The stage adaptation of Lorene Cary’s memoir makes its world premiere with Arden Theatre Company.
In her 101 years on the planet, Lorene Jackson married twice, raised a child, enjoyed a successful career in real estate, and managed to live independently until her final months. Lorene Cary, her granddaughter and namesake, chronicles the extraordinary century of the woman she called “Nana” in Ladysitting, a tender exploration of care and caregiving, now receiving its world premiere at Arden Theatre Company. Through sharp storytelling and finely drawn characters, we come to learn the ins and outs of these two indomitable women, whose love for each other overcomes the indignities of age and uncertainty of hospice.
Adapted from Cary’s 2019 memoir of the same name, Ladysitting focuses on the events that led Nana (Trezana Beverley) to move from her home in West Collingswood, New Jersey, to the rectory where Lorene (Melanye Finister) and her husband Bob (David Ingram), a pastor, live in West Philadelphia. For a fiercely free-spirited woman who still drove herself across the Walt Whitman Bridge to her office well into her nineties, submitting to the role of patient is not an easy task. Nor is it pleasant for Lorene, who treasured her position as Nana’s beloved granddaughter when she was a child, to experience their shift in roles as she becomes the decision-maker and adult in the room.
Lorene, Bob, and their daughter Zoë (Monet DeBose, an adult actor who convincingly plays a pre-teen) slowly acclimate to the world of oxygen tanks, commodes, and hospital beds. Cary evocatively portrays the changing dynamics of the family. Refreshingly, the script lacks sentimentality — there’s not a whiff of Tuesdays With Morrie schmaltziness to be found. Nana remains stubborn, ornery, and sometimes downright disagreeable to her last breath, fighting against the ones who love her the most. In turn, Lorene doesn’t let herself off the hook when she acknowledges that her life would be easier if Nana wasn’t so resilient, if her end came more swiftly.
Under Zuhairah McGill’s direction, Beverley and Finister perfectly embody these strong-willed women. Though largely confined to a bed in the center of Brian Sidney Bembridge’s airy set, Beverley effectively uses her expressive face and honeyed voice to convey Nana’s complicated personality. She can be girlish and sweet one moment, then spit venom the next. Although Cary doesn’t provide all the backstory that she offers in the memoir — no one could in 90 intermissionless minutes — the audience can sense that Nana’s mercurial spirit owes much to her rewarding but difficult life: displacement and the death of her mother in youth, a disappointing marriage to a man who left her in debt, and the general struggle to survive as a Black woman in America.
Finister leans into the soft edges of Lorene’s assured sense of self. She shows how someone who does not view herself as a natural caregiver can learn to live with the role, and to even occasionally love it. Finister and Ingram, who are a real-life couple, have an easy, believable rapport, though it might have been nice for the script to focus a touch more on how Nana’s needs affect Lorene and Bob’s marriage.
The wonderful Brian Anthony Wilson plays a character called the Angel of Life & Death, who pops onto the scene occasionally, seemingly to prepare Nana for her crossover. The device feels a touch heavy-handed in a work that is otherwise grounded in realism, perhaps because it comes and goes with long stretches in between. Wilson also appears on the periphery of scenes as Nana’s late father, a spectral figure without much to do. Cary might want to better integrate this fantastical element into the fabric of the play for future productions.
It’s no spoiler to reveal that Nana’s century eventually comes to a close, leaving Lorene and her family to resume their regular lives while still carrying the knowledge they gained during her care. That part of the story doesn’t make it to the stage in Ladysitting, but we leave feeling, without a doubt, the impact of love and service on life. Like Nana Jackson herself, the play is wry, witty, and occasionally confounding; it’s good company even in the most trying of times.
------------------------------------------------
● Instructions
1) Decide whether each statement agrees with the review of Ladysitting, answering yes or no and quoting the words of the review that settle it: (a) Nana lived to be 101. (b) The production includes an intermission. (c) Finister and Ingram are a couple offstage.
2) Answer these from the review of Ladysitting:
(a) Who directs the production?
(b) Which bridge did Nana drive across to her office well into her nineties?
(c) Which actor plays Zoë?
The records are unrelated to the text and stand as separate material.

Referring expression records:
------------------------------------------------
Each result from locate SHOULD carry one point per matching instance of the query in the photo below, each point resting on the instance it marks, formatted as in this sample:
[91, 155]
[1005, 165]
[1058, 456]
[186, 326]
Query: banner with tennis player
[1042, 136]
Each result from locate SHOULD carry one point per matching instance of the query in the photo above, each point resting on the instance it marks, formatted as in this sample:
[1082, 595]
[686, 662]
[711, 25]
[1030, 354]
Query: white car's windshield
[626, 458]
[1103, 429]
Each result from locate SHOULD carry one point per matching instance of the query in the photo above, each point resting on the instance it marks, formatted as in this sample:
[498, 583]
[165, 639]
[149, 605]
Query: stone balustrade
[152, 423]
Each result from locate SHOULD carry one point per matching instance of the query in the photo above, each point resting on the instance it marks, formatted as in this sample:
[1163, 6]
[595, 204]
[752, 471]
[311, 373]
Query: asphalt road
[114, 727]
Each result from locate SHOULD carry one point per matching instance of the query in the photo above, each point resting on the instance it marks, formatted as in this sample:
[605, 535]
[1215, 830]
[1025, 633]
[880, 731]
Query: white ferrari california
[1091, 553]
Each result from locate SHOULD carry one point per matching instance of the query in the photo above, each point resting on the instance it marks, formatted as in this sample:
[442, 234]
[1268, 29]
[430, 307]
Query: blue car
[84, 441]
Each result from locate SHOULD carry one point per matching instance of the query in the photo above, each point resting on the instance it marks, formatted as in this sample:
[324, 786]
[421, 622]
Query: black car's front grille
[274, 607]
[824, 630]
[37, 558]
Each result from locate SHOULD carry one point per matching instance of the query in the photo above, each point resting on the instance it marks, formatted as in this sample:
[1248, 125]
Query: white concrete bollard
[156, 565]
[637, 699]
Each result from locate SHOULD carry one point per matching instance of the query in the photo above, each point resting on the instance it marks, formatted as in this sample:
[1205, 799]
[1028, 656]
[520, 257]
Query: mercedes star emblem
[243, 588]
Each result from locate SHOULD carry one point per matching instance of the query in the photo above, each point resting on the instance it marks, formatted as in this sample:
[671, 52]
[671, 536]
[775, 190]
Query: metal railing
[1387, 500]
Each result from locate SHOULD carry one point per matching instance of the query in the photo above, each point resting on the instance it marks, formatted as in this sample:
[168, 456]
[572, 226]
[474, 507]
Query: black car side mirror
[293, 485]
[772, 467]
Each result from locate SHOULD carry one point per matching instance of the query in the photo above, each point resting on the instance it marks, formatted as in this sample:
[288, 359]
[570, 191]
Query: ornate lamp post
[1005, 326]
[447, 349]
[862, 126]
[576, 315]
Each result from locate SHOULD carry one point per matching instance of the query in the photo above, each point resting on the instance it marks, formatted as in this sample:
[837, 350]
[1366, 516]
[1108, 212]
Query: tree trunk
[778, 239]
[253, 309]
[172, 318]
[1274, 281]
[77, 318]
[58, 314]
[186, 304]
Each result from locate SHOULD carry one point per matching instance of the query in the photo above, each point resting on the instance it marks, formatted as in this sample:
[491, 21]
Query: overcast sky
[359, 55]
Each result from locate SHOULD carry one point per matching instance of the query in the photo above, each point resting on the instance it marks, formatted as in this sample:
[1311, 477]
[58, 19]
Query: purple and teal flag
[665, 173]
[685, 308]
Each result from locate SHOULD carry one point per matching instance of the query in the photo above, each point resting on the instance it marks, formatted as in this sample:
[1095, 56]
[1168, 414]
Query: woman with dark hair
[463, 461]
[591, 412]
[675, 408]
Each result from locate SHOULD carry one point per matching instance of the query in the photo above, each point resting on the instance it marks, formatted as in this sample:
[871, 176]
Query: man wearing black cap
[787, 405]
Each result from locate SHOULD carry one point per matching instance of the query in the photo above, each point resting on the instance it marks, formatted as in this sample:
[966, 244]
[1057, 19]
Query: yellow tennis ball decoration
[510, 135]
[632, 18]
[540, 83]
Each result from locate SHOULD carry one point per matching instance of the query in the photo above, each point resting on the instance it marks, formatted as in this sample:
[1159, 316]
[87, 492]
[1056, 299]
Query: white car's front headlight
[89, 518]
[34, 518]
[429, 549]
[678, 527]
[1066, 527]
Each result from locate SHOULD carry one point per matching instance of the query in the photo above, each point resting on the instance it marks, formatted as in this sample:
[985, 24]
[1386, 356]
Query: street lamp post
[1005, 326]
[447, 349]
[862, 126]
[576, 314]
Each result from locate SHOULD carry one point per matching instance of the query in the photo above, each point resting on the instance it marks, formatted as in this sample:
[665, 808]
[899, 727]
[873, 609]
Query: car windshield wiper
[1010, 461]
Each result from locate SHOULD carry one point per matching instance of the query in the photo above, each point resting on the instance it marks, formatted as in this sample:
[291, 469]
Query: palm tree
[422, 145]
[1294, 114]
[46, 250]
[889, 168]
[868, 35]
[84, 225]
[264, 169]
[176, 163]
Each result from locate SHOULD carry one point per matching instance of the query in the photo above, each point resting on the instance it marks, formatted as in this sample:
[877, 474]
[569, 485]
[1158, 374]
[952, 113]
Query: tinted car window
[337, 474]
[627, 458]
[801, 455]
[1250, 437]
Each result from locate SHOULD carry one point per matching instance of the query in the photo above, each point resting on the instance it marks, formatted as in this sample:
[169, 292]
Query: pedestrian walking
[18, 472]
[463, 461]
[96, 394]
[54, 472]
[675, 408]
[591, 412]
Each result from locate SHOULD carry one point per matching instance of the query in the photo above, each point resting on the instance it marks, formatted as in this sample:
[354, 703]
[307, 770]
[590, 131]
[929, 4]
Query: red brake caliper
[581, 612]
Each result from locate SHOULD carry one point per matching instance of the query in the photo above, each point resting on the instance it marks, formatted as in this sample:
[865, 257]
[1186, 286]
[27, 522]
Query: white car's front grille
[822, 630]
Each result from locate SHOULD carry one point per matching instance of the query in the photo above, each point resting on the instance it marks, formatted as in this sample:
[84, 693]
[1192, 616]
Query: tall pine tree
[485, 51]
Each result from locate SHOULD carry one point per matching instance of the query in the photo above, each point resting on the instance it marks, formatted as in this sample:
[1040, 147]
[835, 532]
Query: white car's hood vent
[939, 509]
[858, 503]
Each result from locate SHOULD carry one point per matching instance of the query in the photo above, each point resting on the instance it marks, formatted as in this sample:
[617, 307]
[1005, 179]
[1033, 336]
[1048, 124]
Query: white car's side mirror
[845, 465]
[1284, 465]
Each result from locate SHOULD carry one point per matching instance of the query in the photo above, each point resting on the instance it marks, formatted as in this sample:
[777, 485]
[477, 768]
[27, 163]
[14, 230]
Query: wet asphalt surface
------------------------------------------------
● Exercise responses
1)
(a) Yes: "In her 101 years on the planet"
(b) No: "no one could in 90 intermissionless minutes"
(c) Yes: "Finister and Ingram, who are a real-life couple"

2)
(a) Zuhairah McGill
(b) The Walt Whitman Bridge
(c) Monet DeBose